-- EXCERPT PROVIDED --
^^^^

Four seats are vacant because Selig, confirmed in December 2025 to succeed acting Chair Caroline Pham after her resignation, is the only remaining commissioner. Democratic commissioners also departed under pressure during the second Trump administration, leaving the agency without a full complement of leadership.


What the CLARITY Act actually does

The Digital Asset Market Clarity Act draws a formal dividing line between the two main US financial regulators. The CFTC would oversee spot and cash markets for tokens on sufficiently decentralized blockchains. The Securities and Exchange Commission would retain authority over token sales, fundraising, and assets classified as investment contracts. Stablecoins fall into a separate category under joint oversight. Projects could also migrate from SEC to CFTC jurisdiction over time as their networks become more decentralized. Under the bill's terms, digital commodity exchanges would have 90 days from the establishment of registration rules to register with the CFTC. In practice, that window cannot open until the agency first completes the underlying rulemaking process required to establish those rules.


The Klobuchar amendment creates a hard dependency

Senator Amy Klobuchar proposed an amendment in January 2026 that would require at least four confirmed CFTC commissioners before any provisions of the CLARITY Act can take effect. That single amendment transforms a US staffing dispute into a global timeline question. If the White House delays nominations, the legal framework the bill creates remains dormant regardless of when it passes. Selig has acknowledged there are no legal barriers to acting on his own under existing commodity law, but he has also said the agency must "keep moving forward in the meantime" while awaiting White House decisions on candidates.


The bill still faces significant hurdles

Clearing the Senate Banking Committee does not put the CLARITY Act on Trump's desk. The full Senate requires 60 votes to advance most legislation, a threshold that will require bipartisan support well beyond the committee's 15 to 9 margin. The Senate also produced a separate crypto market structure bill through the Agriculture Committee in January 2026. Both the Senate Banking Committee bill and the Senate Agriculture Committee measure would need to be reconciled with each other and with the House version, which passed 294 to 134 in 2025, before any legislation could reach the President. Traders on the prediction market Polymarket currently put the odds of the CLARITY Act passing this year at around 67 percent.


Markets moved on the committee vote

Bitcoin briefly traded near $81,965 in the hours following the Senate committee vote on May 14. Coinbase stock rose 9.10 percent and MicroStrategy gained 8.16 percent on the same day. More than $250 million in short positions were liquidated within four hours of the vote, reflecting how closely traders are tracking the bill's legislative progress.


What this means outside the US

For crypto markets in Nigeria, Kenya, India, and Pakistan, the CLARITY Act's outcome shapes more than US regulatory practice. The US commodity versus security classification tends to serve as a reference point for regulators worldwide. If Bitcoin and Ether are formally designated digital commodities under US law, it reduces the likelihood that India's Financial Intelligence Unit or Pakistan's Virtual Asset Regulatory Authority (VARA) will treat them as unregistered securities. Nigeria, which records among the highest on-chain peer-to-peer crypto transaction volumes globally, faces particularly acute regulatory exposure to any shift in US classification standards.

^^^^

-- TASK A --
Please write out the part of the CLARITY Act passage from "For crypto markets" up to and including "US classification standards.".
The collected data rows have no connection to the CLARITY Act passage.

-- Collected data --
^^^^

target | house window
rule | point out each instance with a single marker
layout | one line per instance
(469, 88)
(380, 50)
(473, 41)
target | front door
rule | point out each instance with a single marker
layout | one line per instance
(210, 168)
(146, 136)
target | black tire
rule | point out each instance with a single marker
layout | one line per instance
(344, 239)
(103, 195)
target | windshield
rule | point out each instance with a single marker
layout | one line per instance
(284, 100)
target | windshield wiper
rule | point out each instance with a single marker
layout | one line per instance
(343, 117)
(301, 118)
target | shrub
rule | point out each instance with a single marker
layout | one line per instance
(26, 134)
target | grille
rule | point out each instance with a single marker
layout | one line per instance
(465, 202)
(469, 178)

^^^^

-- TASK B --
Pull out every line of the collected data rows above and repeat each one unchanged.

-- CORRECT RESPONSE A --
For crypto markets in Nigeria, Kenya, India, and Pakistan, the CLARITY Act's outcome shapes more than US regulatory practice. The US commodity versus security classification tends to serve as a reference point for regulators worldwide. If Bitcoin and Ether are formally designated digital commodities under US law, it reduces the likelihood that India's Financial Intelligence Unit or Pakistan's Virtual Asset Regulatory Authority (VARA) will treat them as unregistered securities. Nigeria, which records among the highest on-chain peer-to-peer crypto transaction volumes globally, faces particularly acute regulatory exposure to any shift in US classification standards.

-- CORRECT RESPONSE B --
target | house window
rule | point out each instance with a single marker
layout | one line per instance
(469, 88)
(380, 50)
(473, 41)
target | front door
rule | point out each instance with a single marker
layout | one line per instance
(210, 168)
(146, 136)
target | black tire
rule | point out each instance with a single marker
layout | one line per instance
(344, 239)
(103, 195)
target | windshield
rule | point out each instance with a single marker
layout | one line per instance
(284, 100)
target | windshield wiper
rule | point out each instance with a single marker
layout | one line per instance
(343, 117)
(301, 118)
target | shrub
rule | point out each instance with a single marker
layout | one line per instance
(26, 134)
target | grille
rule | point out each instance with a single marker
layout | one line per instance
(465, 202)
(469, 178)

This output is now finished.